◆ **出典**

------------------------------------------------------------------------

9月1日
佛国の譲歩 31日タイムス社発
巴里来電=駐獨佛国大使カムボン氏は今晩、ベルリンに帰任する予定であるが、氏が政府より受けた命令の中には、佛国が獨逸に行うべき最大限の譲歩を含んでいると言われている。即ち佛国は、モロッコに於いて自由に手腕を振るえる事を絶対的に、又直接明瞭に規定し、その代償としてモロッコに於けるある経済的特権を獨逸に与え、又佛領コンゴの一部を割譲する事を承諾する予定であると言われている。
東郷大将優待 31日上海経由路透社発
東郷大将は米国巡洋艦に乗艦し、米国巡洋艦に護衛されてシャトルより英領コロンビアのヴィクトリア港に到着した。
米国水雷艇建造 30日紐育特派員発
米国政府は、議会の協賛を得て、水雷駆逐艇8隻を発注した。そのトン数は1隻1,010トンである。
米国鉄道罷業 同上
米国ノースカン鉄道会社に属する4万人の労働者が同盟罷業を準備中である。
9月2日
獨佛協議再開 1日上海経由路透社発
獨佛協議は、本日よりベルリンに於いて再開される。

------------------------------------------------------------------------

◆ **データ記録**
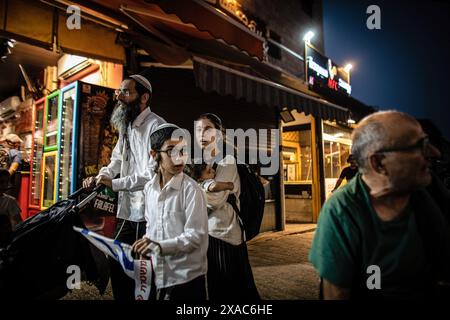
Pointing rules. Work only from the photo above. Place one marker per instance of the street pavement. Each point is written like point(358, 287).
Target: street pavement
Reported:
point(280, 267)
point(280, 264)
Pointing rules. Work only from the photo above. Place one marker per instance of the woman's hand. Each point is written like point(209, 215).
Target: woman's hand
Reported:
point(144, 246)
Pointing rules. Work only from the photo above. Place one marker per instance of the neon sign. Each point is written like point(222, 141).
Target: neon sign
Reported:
point(323, 72)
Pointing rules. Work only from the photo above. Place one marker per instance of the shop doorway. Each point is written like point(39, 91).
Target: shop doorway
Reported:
point(298, 170)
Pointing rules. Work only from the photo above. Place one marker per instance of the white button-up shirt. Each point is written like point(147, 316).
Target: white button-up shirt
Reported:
point(223, 221)
point(177, 219)
point(135, 166)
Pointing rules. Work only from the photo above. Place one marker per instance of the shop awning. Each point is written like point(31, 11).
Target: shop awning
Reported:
point(199, 19)
point(211, 76)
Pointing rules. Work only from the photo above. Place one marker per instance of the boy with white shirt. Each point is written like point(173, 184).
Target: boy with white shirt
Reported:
point(177, 222)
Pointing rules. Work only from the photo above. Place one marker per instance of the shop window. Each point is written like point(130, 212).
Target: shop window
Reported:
point(297, 158)
point(336, 149)
point(274, 50)
point(307, 6)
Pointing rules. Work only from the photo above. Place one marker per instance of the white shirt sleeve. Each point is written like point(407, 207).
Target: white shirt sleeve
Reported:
point(113, 168)
point(135, 182)
point(195, 228)
point(226, 172)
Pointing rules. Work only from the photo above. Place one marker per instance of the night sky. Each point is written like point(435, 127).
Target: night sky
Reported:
point(403, 66)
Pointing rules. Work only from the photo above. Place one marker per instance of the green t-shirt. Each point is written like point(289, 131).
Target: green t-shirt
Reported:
point(350, 237)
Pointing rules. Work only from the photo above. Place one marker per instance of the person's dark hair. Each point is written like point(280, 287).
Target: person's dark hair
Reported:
point(140, 89)
point(5, 230)
point(195, 170)
point(217, 122)
point(157, 140)
point(4, 179)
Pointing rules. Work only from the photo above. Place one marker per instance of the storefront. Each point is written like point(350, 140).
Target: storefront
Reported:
point(201, 57)
point(59, 103)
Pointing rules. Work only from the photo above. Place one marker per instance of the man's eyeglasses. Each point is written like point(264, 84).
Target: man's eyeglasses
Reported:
point(422, 145)
point(173, 152)
point(124, 92)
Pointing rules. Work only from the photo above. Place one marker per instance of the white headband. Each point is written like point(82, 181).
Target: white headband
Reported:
point(143, 81)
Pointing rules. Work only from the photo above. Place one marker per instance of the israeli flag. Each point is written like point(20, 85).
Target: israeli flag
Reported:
point(139, 270)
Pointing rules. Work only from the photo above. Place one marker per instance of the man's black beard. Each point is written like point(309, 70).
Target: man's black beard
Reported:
point(124, 114)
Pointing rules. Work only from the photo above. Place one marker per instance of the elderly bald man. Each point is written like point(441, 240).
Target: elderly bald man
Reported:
point(382, 236)
point(129, 168)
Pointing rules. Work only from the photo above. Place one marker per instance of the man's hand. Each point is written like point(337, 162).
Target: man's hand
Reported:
point(208, 173)
point(144, 247)
point(106, 181)
point(89, 182)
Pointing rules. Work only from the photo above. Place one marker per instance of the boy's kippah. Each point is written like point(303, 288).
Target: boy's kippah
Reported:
point(164, 126)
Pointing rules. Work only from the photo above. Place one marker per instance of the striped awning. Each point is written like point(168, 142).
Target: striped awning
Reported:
point(214, 77)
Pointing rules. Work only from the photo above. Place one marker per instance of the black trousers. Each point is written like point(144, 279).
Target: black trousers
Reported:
point(194, 290)
point(122, 285)
point(230, 275)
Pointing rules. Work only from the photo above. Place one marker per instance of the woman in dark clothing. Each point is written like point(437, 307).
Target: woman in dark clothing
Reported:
point(229, 275)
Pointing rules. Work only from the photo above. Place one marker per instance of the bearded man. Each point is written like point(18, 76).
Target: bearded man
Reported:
point(129, 169)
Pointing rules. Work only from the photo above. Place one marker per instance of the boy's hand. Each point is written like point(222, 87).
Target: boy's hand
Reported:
point(89, 182)
point(105, 181)
point(208, 173)
point(144, 247)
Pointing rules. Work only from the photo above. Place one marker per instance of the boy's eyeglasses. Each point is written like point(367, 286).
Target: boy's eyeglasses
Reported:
point(421, 145)
point(126, 93)
point(173, 152)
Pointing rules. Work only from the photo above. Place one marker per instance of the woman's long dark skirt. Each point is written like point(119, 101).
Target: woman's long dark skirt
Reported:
point(230, 275)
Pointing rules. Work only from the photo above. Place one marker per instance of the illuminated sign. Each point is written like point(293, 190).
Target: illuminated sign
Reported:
point(235, 9)
point(325, 73)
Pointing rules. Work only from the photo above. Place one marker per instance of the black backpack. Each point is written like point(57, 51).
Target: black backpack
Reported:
point(252, 201)
point(4, 157)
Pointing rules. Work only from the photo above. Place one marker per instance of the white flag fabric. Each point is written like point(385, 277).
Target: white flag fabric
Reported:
point(139, 270)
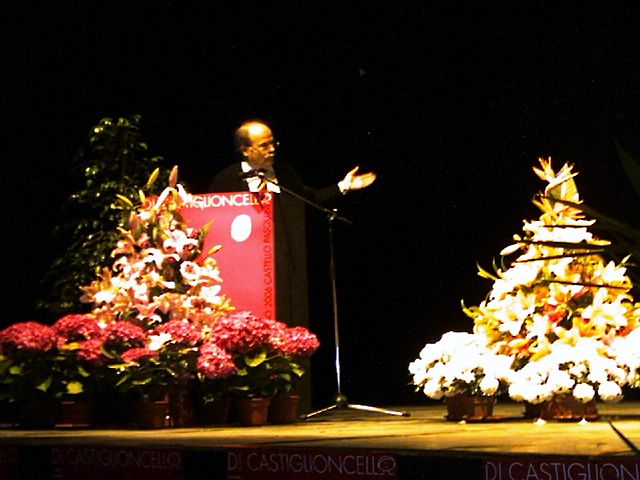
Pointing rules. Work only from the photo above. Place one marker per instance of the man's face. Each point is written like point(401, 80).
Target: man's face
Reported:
point(261, 153)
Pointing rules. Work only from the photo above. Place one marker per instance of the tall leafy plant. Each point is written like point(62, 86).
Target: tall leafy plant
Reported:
point(113, 162)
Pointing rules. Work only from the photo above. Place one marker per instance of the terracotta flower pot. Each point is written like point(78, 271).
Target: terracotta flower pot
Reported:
point(469, 407)
point(252, 411)
point(568, 408)
point(181, 410)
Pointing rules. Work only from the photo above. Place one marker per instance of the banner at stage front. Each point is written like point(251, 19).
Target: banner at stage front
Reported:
point(243, 226)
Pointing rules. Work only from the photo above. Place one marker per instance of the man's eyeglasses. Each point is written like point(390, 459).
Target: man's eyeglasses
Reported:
point(266, 145)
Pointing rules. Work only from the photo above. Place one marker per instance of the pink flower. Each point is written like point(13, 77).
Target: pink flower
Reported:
point(124, 333)
point(241, 332)
point(181, 331)
point(215, 362)
point(138, 354)
point(77, 327)
point(294, 341)
point(90, 351)
point(27, 337)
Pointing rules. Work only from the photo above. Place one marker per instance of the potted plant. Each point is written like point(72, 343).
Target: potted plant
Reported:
point(159, 370)
point(269, 357)
point(462, 369)
point(214, 368)
point(28, 373)
point(560, 308)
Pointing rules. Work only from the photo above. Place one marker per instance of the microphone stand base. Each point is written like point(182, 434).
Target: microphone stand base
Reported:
point(342, 403)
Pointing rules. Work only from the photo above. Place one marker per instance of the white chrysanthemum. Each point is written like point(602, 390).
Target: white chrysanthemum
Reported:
point(584, 392)
point(610, 392)
point(157, 341)
point(489, 385)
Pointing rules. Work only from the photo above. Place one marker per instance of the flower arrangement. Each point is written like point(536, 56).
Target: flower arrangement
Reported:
point(39, 362)
point(580, 370)
point(269, 356)
point(559, 310)
point(159, 273)
point(163, 361)
point(159, 324)
point(460, 363)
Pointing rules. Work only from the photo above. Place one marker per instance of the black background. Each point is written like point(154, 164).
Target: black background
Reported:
point(451, 103)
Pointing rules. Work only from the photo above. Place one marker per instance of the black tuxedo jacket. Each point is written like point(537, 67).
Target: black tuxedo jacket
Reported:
point(292, 305)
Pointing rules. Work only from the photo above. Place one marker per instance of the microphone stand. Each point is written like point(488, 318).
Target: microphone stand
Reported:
point(341, 400)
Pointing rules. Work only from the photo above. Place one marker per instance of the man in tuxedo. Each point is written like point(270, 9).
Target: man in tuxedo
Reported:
point(258, 170)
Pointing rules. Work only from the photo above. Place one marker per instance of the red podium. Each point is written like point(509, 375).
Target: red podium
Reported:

------------------------------------------------------------------------

◆ **課題の指示**
外電記事のうち「東郷大将優待 31日上海経由路透社発」で始まり「米国ノースカン鉄道会社に属する4万人の労働者が同盟罷業を準備中である。」で終わる部分を、一字も変えずに書き写してもらえますか。 記録は外電記事の内容とは関係がありません。

◆ **演習の解答**
東郷大将優待 31日上海経由路透社発
東郷大将は米国巡洋艦に乗艦し、米国巡洋艦に護衛されてシャトルより英領コロンビアのヴィクトリア港に到着した。
米国水雷艇建造 30日紐育特派員発
米国政府は、議会の協賛を得て、水雷駆逐艇8隻を発注した。そのトン数は1隻1,010トンである。
米国鉄道罷業 同上
米国ノースカン鉄道会社に属する4万人の労働者が同盟罷業を準備中である。